» **Work request**: The finished copy should match every record exactly and contain no pictures.

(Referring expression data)
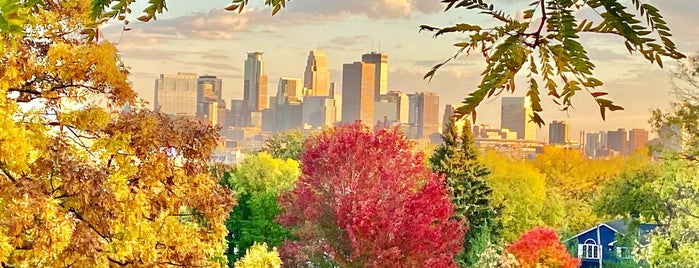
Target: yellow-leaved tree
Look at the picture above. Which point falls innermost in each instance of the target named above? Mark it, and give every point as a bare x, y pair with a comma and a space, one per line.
259, 256
82, 183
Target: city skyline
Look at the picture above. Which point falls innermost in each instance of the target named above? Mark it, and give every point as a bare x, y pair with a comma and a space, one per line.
211, 41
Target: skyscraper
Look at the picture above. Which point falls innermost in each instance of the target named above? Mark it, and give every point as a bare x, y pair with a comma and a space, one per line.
380, 62
425, 111
176, 94
358, 92
558, 132
289, 89
616, 140
637, 139
317, 77
515, 115
255, 83
209, 102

» **The completed task**:
Target: yellow-leaved tree
Look at the picture above. Which point falls innermost in each instance of the target named above? Mark it, and give every point as a bare x, y pair with a comma and a space, one per line.
259, 256
82, 183
Target: city skyline
Look at the picture above. Which point falls innermost in each instance of the target named above? Mark it, and give every point as a bare x, y pair with a comma and a space, one per line.
211, 41
Target: skyscraper
Look at the picture above. Which point falls innermost in each instance of the target named above? Mark it, and give every point as a bare x, y pair with a comma and a space, one per line.
380, 62
425, 111
176, 94
358, 92
558, 132
289, 89
616, 140
637, 139
317, 77
515, 115
255, 83
209, 102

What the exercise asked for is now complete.